> [Activity]: Print the lines below exactly as written, with none missing.

Records contained in a dataset:
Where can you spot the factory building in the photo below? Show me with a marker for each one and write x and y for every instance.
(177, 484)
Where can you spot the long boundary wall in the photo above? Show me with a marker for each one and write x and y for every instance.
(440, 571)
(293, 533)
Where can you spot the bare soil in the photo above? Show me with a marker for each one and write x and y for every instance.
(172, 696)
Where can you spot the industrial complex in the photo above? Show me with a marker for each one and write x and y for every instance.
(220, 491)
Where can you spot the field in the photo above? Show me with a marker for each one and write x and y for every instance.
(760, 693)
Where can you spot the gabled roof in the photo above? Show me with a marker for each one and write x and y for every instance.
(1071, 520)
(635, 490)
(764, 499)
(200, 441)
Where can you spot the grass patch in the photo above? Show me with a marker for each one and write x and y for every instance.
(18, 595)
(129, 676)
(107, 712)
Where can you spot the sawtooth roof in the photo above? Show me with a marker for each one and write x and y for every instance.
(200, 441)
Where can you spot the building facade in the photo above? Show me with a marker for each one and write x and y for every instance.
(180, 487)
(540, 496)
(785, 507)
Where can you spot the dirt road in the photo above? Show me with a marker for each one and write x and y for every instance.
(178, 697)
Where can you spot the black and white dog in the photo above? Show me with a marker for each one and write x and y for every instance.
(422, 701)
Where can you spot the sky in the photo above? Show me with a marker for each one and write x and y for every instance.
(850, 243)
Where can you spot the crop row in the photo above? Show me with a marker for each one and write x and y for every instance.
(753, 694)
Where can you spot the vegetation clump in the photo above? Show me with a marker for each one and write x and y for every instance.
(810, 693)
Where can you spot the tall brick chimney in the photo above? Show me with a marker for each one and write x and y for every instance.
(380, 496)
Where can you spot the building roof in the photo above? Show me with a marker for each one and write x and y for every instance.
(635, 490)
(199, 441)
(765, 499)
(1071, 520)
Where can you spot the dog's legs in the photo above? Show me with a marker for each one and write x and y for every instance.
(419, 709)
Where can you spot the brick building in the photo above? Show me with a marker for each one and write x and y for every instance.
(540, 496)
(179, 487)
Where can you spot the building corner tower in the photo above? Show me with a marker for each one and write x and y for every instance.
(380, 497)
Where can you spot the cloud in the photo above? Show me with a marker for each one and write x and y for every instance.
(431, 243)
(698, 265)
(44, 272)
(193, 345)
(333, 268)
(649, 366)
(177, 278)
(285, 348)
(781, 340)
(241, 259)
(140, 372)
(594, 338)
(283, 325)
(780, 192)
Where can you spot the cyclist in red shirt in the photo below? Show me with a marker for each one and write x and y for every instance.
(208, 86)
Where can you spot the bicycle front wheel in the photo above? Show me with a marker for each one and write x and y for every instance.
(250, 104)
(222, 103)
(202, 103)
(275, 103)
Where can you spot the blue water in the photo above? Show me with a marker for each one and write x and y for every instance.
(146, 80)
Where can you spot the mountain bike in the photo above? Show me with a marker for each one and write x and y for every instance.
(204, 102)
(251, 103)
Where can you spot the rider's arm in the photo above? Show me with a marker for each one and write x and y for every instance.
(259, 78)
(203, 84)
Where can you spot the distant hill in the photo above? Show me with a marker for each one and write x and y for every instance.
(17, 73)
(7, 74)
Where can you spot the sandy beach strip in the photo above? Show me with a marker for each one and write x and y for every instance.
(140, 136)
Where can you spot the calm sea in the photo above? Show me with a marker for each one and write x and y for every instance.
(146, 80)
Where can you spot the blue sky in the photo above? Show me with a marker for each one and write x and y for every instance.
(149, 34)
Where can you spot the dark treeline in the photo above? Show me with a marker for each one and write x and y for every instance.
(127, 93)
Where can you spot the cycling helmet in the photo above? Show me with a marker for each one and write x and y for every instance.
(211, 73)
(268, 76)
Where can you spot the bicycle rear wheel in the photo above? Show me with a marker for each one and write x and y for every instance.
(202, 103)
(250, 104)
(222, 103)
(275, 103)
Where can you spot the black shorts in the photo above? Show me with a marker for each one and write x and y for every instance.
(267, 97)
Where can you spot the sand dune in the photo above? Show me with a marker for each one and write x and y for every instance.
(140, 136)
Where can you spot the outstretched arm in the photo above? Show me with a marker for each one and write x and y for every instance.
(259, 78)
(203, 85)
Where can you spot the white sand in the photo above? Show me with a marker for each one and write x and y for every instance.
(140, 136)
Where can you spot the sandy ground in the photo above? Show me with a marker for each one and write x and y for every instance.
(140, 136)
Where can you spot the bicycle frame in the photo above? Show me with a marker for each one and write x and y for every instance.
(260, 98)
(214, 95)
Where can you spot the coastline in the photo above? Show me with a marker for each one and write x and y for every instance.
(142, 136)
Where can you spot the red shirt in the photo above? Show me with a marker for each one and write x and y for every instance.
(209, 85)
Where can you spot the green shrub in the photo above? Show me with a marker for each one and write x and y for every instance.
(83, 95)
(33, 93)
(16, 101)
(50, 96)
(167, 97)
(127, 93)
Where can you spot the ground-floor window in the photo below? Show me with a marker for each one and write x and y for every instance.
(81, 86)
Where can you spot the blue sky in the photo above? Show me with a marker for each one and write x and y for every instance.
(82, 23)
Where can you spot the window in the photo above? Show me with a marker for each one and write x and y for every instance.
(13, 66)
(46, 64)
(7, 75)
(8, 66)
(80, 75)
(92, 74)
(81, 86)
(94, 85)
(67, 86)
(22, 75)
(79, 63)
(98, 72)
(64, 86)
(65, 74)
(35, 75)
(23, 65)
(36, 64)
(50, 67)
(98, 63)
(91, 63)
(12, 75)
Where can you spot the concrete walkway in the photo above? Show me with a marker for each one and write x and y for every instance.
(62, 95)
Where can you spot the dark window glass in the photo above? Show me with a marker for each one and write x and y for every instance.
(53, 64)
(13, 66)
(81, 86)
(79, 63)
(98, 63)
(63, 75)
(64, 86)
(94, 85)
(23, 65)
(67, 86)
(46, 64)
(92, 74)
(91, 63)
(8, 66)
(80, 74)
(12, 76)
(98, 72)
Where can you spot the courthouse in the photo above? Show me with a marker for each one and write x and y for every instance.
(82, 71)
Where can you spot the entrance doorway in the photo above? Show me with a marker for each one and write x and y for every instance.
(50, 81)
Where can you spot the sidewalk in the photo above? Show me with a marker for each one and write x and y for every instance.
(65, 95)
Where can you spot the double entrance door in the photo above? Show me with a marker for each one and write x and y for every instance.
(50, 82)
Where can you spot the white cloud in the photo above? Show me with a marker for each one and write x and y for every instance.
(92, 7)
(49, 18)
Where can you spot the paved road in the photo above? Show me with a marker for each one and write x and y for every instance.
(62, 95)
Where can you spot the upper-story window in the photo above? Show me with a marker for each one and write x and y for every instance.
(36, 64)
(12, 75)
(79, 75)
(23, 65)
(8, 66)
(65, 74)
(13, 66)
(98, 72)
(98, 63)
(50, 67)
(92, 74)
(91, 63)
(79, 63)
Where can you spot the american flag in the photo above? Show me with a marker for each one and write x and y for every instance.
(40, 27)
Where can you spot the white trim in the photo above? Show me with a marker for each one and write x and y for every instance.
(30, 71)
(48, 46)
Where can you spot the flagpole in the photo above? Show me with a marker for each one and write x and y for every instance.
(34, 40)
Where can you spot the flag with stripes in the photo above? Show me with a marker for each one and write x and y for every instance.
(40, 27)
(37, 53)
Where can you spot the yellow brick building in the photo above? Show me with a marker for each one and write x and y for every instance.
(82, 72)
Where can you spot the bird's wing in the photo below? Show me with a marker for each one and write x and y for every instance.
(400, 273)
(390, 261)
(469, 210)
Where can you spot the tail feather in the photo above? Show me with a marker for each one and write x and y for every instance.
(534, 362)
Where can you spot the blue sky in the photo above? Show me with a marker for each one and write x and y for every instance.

> [Result of the exercise]:
Where can you spot the factory building in the photo below? Show me with a marker for each one and write x and y for every instance.
(177, 484)
Where can you spot the long boundary wall in the photo above? Show me with a marker for each one and write x and y for every instance.
(440, 571)
(293, 533)
Where can you spot the bare soil in the photo above? Show me with a marker for each one and write x and y for every instance.
(172, 696)
Where can you spot the industrial complex in the photo above? Show me with a marker for each one and write x and y for every instance.
(220, 491)
Where can you spot the field in the photo above? Show me with a marker for each one and write x and y for every instance.
(760, 693)
Where can you spot the gabled roof in the photo above? Show me with a marker for each one and write x and y for every instance.
(1071, 520)
(635, 490)
(764, 499)
(200, 441)
Where can you spot the grass patch in the photo above? Show me with a marker for each one and write x and y for every instance.
(18, 595)
(129, 676)
(107, 712)
Where can you spot the sawtooth roof in the photo above? Show me with a marker for each one and write x and y for every instance.
(200, 441)
Where can you spot the building facade in the photo above? Show me with a marker for each one and write x and y for every instance.
(180, 487)
(540, 496)
(785, 507)
Where can you spot the dirt road in the photo above? Show me with a marker for each one and write x and y for every instance.
(178, 697)
Where can you spot the black and white dog in the photo above? Show me with a marker for each one and write x and y for every instance.
(422, 701)
Where can you spot the sky in the photo above? Show me with a marker for each one and write x and y for every instance.
(850, 243)
Where can you spot the crop row in the photo above? Show me with a marker for each one and write x and y for every instance.
(753, 694)
Where can you spot the vegetation clump in the photo above? Show me with a marker for each one and write x and y for every instance.
(810, 693)
Where can you spot the tall brick chimney in the photo above? Show me with a marker for each one and write x and y for every instance.
(380, 496)
Where can you spot the building roof in the photo above? Show me with a marker for each one and write x and y for every instance.
(635, 490)
(199, 441)
(765, 499)
(1071, 520)
Where can you spot the dog's legs in the photo above? Show me with a marker for each one and write x and y for every instance.
(419, 709)
Where can you spot the brick building in the photo above? Show me with a marker for each one and write x and y for every instance.
(540, 496)
(179, 487)
Where can you spot the building corner tower in the photo above? Show me with a marker for each one and write x and y for every instance.
(380, 497)
Where can you spot the cloud in the photo above? Show me with a marker for each one and write x and y for every instance.
(431, 243)
(698, 265)
(44, 272)
(193, 345)
(333, 268)
(649, 366)
(177, 278)
(285, 348)
(781, 340)
(241, 259)
(140, 372)
(594, 338)
(283, 325)
(780, 192)
Where can you spot the cyclist in red shirt in the photo below? Show me with a marker for each one and write x and y for every instance.
(208, 86)
Where can you spot the bicycle front wheel in the photo above? Show me with a marker for each one and write x and y for every instance.
(250, 104)
(222, 103)
(202, 103)
(275, 103)
Where can you spot the blue water in the photo above? Show me with a marker for each one and write x and y for every instance.
(146, 80)
Where can you spot the mountain bike in the photo above? Show me with a marker for each one and write x and y for every instance.
(204, 102)
(251, 103)
Where can you spot the rider's arm in the photo above? Show me with a marker for each one and write x and y for every instance.
(259, 78)
(203, 84)
Where can you spot the distant hill in the photo above? Show me with a marker for each one and write x and y for every instance.
(17, 73)
(7, 74)
Where can you spot the sandy beach strip in the photo above? Show me with a marker for each one and write x and y for every instance.
(140, 136)
Where can you spot the calm sea in the photo above? Show me with a marker for each one and write x and y for every instance.
(146, 80)
Where can you spot the blue sky in the photo above? Show me with a marker for each one and write x and y for every instance.
(149, 34)
Where can you spot the dark treeline in the photo above? Show me with a marker for each one and write x and y for every instance.
(127, 93)
Where can you spot the cycling helmet in the photo above? Show me with a marker for each one and write x and y for every instance.
(211, 73)
(268, 76)
Where can you spot the bicycle rear wheel in the photo above? Show me with a marker for each one and write x and y for every instance.
(202, 103)
(250, 104)
(222, 103)
(275, 103)
Where can you spot the black shorts in the photo above? Show me with a marker for each one and write x and y for every instance.
(267, 97)
Where can you spot the sand dune in the photo above? Show me with a marker for each one and write x and y for every instance.
(140, 136)
Where can you spot the outstretched arm in the photo above? Show me with a marker for each one and write x and y for every instance.
(259, 78)
(203, 85)
Where can you spot the white sand in the photo above? Show me with a marker for each one and write x and y for every instance.
(140, 136)
Where can you spot the sandy ground in the photo above? Show me with a marker for each one and write x and y for every instance.
(140, 136)
Where can you spot the bicycle frame in the photo above? Show me with a marker for each one and write x and y for every instance.
(260, 98)
(214, 95)
Where can you spot the coastline in the photo above? Show me with a marker for each one and write x and y for every instance.
(142, 136)
Where can you spot the red shirt in the photo above? Show me with a marker for each one and write x and y for every instance.
(209, 85)
Where can you spot the green shrub in the photo above? Show me with a marker for each one and write x and y for every instance.
(83, 95)
(33, 93)
(16, 101)
(50, 96)
(167, 97)
(127, 93)
Where can you spot the ground-floor window in the photo below? Show me with a marker for each one and write x and y for every instance.
(81, 86)
Where can you spot the blue sky in the photo above? Show me with a marker for each one and write x and y for every instance.
(82, 23)
Where can you spot the window in the photo above? Show me with a marker for each one and write x and y for every instance.
(13, 66)
(46, 64)
(7, 75)
(8, 66)
(80, 75)
(92, 74)
(81, 86)
(94, 85)
(67, 86)
(22, 75)
(79, 63)
(98, 72)
(64, 86)
(65, 74)
(35, 75)
(23, 65)
(36, 64)
(50, 67)
(98, 63)
(91, 63)
(12, 75)
Where can you spot the concrete walkway in the photo above? Show me with a marker for each one and write x and y for every instance.
(62, 95)
Where can you spot the dark window glass in the photo above? Show me with a marker for each one and write x and y for every instance.
(53, 64)
(13, 66)
(81, 86)
(79, 63)
(98, 63)
(63, 75)
(64, 86)
(94, 85)
(23, 65)
(67, 86)
(46, 64)
(92, 74)
(91, 63)
(8, 66)
(80, 74)
(12, 76)
(98, 72)
Where can you spot the courthouse in the photo above? Show me with a marker for each one and write x and y for every instance.
(82, 71)
Where can you spot the entrance doorway in the photo above? Show me with a marker for each one and write x and y for every instance.
(50, 81)
Where can you spot the sidewalk in the photo above? Show me with a marker for each one and write x and y for every instance.
(65, 95)
Where can you spot the double entrance door in the photo above? Show me with a marker for each one and write x and y for every instance.
(50, 82)
Where can you spot the white cloud in the photo above? Show me with a marker for each one and write x and y for every instance.
(92, 7)
(49, 18)
Where can you spot the paved road in the photo above? Show me with a marker for each one and write x and y for every instance.
(62, 95)
Where can you spot the upper-story window in the photo above? Show me with a marker for each one and write x and y for every instance.
(36, 64)
(12, 75)
(79, 75)
(23, 65)
(8, 66)
(65, 74)
(13, 66)
(98, 72)
(98, 63)
(50, 67)
(92, 74)
(91, 63)
(79, 63)
Where can you spot the american flag in the photo above? Show me with a marker for each one and write x and y for every instance.
(40, 27)
Where can you spot the white trim in the photo above? Show me with a marker for each one and write x and y for every instance.
(30, 71)
(48, 46)
Where can you spot the flagpole in the photo above? Show me with a marker for each one and write x and y for every instance.
(34, 40)
Where can you spot the flag with stripes in the photo above? Show me with a marker for each one and write x and y for every instance.
(40, 27)
(37, 53)
Where can you spot the yellow brick building in the photo above? Show me with a marker for each one and write x and y for every instance.
(82, 72)
Where can you spot the bird's wing in the photo below? Show me with a marker for each one and write x and y for every instance.
(400, 273)
(390, 261)
(469, 210)
Where can you spot the tail feather in the photo above? Show me with a marker for each one and write x and y for every instance.
(534, 362)
Where can you spot the blue sky in the photo above? Show me with a marker for each one and write x and y for every instance.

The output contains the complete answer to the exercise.